PROBLEM REQUIREMENTS —
Please reproduce all of the entries exactly, without omitting any.

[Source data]
━━━

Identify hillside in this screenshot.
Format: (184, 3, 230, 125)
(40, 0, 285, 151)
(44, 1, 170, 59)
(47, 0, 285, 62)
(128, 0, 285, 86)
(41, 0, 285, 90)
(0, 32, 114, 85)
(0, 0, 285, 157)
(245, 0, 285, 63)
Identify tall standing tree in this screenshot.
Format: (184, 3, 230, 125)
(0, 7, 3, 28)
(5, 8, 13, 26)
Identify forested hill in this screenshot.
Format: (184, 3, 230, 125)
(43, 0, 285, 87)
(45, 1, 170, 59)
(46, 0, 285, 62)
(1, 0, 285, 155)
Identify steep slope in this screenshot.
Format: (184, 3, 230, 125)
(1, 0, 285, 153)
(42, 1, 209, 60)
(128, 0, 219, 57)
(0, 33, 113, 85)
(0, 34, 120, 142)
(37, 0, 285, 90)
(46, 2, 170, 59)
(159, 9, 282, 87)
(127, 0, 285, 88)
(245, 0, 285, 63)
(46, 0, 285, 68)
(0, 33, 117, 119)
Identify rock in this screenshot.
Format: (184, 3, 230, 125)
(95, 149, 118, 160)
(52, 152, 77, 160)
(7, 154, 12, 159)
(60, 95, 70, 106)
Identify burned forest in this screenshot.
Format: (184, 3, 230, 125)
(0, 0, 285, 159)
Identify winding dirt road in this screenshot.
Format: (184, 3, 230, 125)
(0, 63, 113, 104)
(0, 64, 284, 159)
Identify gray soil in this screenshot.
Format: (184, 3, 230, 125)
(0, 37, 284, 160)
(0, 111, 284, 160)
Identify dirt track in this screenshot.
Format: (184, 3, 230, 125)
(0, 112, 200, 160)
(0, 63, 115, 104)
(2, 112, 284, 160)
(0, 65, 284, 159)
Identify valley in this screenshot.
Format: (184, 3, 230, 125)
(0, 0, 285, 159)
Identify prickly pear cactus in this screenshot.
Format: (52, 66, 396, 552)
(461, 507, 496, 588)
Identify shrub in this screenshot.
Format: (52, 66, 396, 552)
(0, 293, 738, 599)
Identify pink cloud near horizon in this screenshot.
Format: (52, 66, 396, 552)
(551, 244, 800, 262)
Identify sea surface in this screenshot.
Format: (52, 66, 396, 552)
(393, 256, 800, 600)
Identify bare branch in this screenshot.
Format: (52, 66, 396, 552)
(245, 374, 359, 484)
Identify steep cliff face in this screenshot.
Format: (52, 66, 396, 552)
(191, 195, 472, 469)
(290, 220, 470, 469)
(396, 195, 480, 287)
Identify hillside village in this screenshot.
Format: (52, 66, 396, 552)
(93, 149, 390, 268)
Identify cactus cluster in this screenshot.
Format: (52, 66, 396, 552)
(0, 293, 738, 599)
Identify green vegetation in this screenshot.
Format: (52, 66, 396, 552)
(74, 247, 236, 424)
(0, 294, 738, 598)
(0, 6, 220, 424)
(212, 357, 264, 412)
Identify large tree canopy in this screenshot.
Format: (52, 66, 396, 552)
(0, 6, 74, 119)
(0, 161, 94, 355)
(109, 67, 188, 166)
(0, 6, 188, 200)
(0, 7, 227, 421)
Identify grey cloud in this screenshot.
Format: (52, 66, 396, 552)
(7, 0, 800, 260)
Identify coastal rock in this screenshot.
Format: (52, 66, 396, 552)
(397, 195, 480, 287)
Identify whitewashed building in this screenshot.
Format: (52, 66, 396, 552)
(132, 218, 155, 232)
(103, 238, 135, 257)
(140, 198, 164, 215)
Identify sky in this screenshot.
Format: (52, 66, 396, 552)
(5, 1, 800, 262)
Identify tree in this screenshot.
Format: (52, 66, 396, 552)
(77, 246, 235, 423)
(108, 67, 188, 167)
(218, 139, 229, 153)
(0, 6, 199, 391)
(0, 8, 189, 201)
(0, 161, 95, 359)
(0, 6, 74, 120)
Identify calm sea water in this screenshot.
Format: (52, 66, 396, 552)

━━━

OUTPUT FOR THIS EXERCISE —
Identify hillside in this screenshot.
Format: (184, 3, 230, 125)
(40, 0, 285, 151)
(44, 1, 170, 59)
(47, 0, 285, 62)
(128, 0, 285, 86)
(41, 0, 285, 90)
(0, 32, 114, 85)
(0, 0, 285, 157)
(245, 0, 285, 63)
Identify tall standing tree in this screenshot.
Format: (184, 3, 230, 125)
(0, 7, 3, 28)
(5, 8, 13, 26)
Identify forested hill in this screenshot.
Format: (184, 3, 230, 125)
(43, 0, 285, 87)
(45, 1, 170, 59)
(46, 0, 285, 62)
(1, 0, 285, 155)
Identify steep slope in this screenshot.
Format: (184, 3, 230, 125)
(1, 0, 285, 153)
(42, 1, 209, 60)
(128, 0, 219, 57)
(0, 33, 113, 85)
(0, 34, 120, 142)
(37, 0, 285, 90)
(46, 2, 170, 59)
(159, 9, 282, 87)
(127, 0, 285, 88)
(245, 0, 285, 63)
(46, 0, 285, 68)
(0, 33, 117, 119)
Identify rock in this screenshot.
Format: (184, 3, 230, 125)
(95, 149, 118, 160)
(52, 152, 77, 160)
(7, 154, 12, 159)
(60, 95, 70, 106)
Identify burned forest in this screenshot.
Format: (184, 3, 230, 125)
(0, 0, 285, 159)
Identify winding dirt road in this screenshot.
Format: (184, 3, 230, 125)
(0, 63, 113, 104)
(0, 64, 284, 159)
Identify gray soil in this screenshot.
Format: (184, 3, 230, 125)
(0, 37, 284, 160)
(0, 111, 284, 160)
Identify dirt track in this screenshot.
Format: (184, 3, 230, 125)
(0, 112, 200, 160)
(0, 63, 115, 104)
(2, 112, 284, 160)
(0, 65, 284, 159)
Identify valley in this screenshot.
Format: (184, 3, 230, 125)
(0, 0, 285, 159)
Identify prickly pear cactus in this screenshot.
Format: (52, 66, 396, 552)
(461, 507, 496, 588)
Identify shrub in this screenshot.
Format: (52, 66, 396, 552)
(0, 293, 738, 599)
Identify pink cloud near horizon in this screenshot.
Format: (52, 66, 396, 552)
(551, 244, 800, 262)
Identify sea surface in this screenshot.
Format: (52, 66, 396, 552)
(393, 256, 800, 600)
Identify bare branch in this screenshot.
Format: (52, 66, 396, 552)
(245, 374, 359, 484)
Identify steep cliff face in this screenshot.
Format: (52, 66, 396, 552)
(191, 195, 472, 469)
(290, 220, 470, 469)
(396, 195, 480, 287)
Identify hillside village in this screenshot.
Format: (52, 66, 396, 552)
(93, 149, 390, 268)
Identify cactus cluster in this screenshot.
Format: (52, 66, 396, 552)
(0, 293, 738, 599)
Identify green vegetation in this screenshot.
Format: (52, 66, 396, 552)
(74, 247, 236, 424)
(0, 294, 738, 598)
(0, 6, 220, 424)
(212, 357, 264, 412)
Identify large tree canopy in this screenshot.
Format: (52, 66, 396, 552)
(0, 6, 74, 119)
(0, 161, 94, 355)
(109, 67, 188, 166)
(0, 6, 188, 200)
(0, 7, 227, 421)
Identify grey cloud in this screenshot.
Format: (52, 66, 396, 552)
(7, 0, 800, 260)
Identify coastal rock in this screenshot.
Format: (52, 66, 396, 552)
(397, 195, 480, 287)
Identify whitewashed building in this screenshot.
Format: (52, 66, 396, 552)
(132, 218, 155, 232)
(103, 238, 135, 257)
(140, 198, 164, 215)
Identify sky in this screenshot.
Format: (52, 66, 396, 552)
(5, 1, 800, 262)
Identify tree in this screenshot.
Format: (52, 66, 396, 552)
(77, 246, 235, 423)
(108, 67, 188, 167)
(218, 139, 229, 153)
(0, 6, 199, 391)
(0, 8, 189, 201)
(0, 161, 95, 359)
(0, 6, 74, 120)
Identify calm sea water in this screenshot.
Format: (52, 66, 396, 552)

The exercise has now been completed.